**Action item:**
Restate the lines exactly, starting at the line that contains "One dot marks each instance of the water" and finishing with the final line of the records.

**Recorded information:**
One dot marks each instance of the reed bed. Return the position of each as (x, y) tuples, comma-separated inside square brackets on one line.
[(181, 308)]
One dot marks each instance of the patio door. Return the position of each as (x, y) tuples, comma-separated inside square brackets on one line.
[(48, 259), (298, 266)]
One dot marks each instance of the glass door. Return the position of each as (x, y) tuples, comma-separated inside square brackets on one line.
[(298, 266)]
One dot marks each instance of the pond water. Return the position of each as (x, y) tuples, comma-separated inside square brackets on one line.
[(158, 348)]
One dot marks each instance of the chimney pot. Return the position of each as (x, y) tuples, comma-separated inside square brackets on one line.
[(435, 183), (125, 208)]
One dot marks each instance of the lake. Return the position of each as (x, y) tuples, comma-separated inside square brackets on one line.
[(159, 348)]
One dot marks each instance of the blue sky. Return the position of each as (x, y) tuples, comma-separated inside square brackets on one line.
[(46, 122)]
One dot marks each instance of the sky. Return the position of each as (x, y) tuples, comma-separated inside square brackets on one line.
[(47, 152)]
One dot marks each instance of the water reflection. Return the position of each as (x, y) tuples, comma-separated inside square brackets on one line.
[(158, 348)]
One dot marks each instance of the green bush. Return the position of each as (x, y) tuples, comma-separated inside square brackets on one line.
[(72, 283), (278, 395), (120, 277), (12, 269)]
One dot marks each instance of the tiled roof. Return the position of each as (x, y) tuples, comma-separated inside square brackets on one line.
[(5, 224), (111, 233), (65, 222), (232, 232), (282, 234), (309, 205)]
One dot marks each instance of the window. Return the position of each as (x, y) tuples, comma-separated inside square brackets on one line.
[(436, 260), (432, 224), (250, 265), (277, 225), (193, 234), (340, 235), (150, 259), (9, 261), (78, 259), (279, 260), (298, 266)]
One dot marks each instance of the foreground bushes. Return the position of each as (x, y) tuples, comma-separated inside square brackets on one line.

**Exercise response:**
One dot marks each instance of the water reflection. Return the position of each as (x, y) tuples, comma-separated inside square brackets on one line.
[(158, 348)]
One dot marks each instance of the green bush. Return the position of each as (x, y) tuples, comma-separated inside square brackets on one line.
[(72, 283), (278, 395), (120, 277), (12, 269)]
One dot marks each instance of the tiled roof. Return the position of each as (x, y) tuples, comma-separated inside square brackets on one line.
[(5, 224), (111, 233), (65, 222), (232, 232), (282, 234), (309, 205)]
One dot marks each instance of the window. Return the position of each as (x, y) tuples, comma-separated inside square brackets on one line.
[(436, 260), (432, 224), (250, 265), (277, 225), (193, 234), (340, 235), (150, 259), (9, 261), (78, 259), (279, 260), (298, 266)]
One dot marks each instance of the foreground bushes. Return the position of each as (x, y) tuples, comma-separated inside square brackets on one line.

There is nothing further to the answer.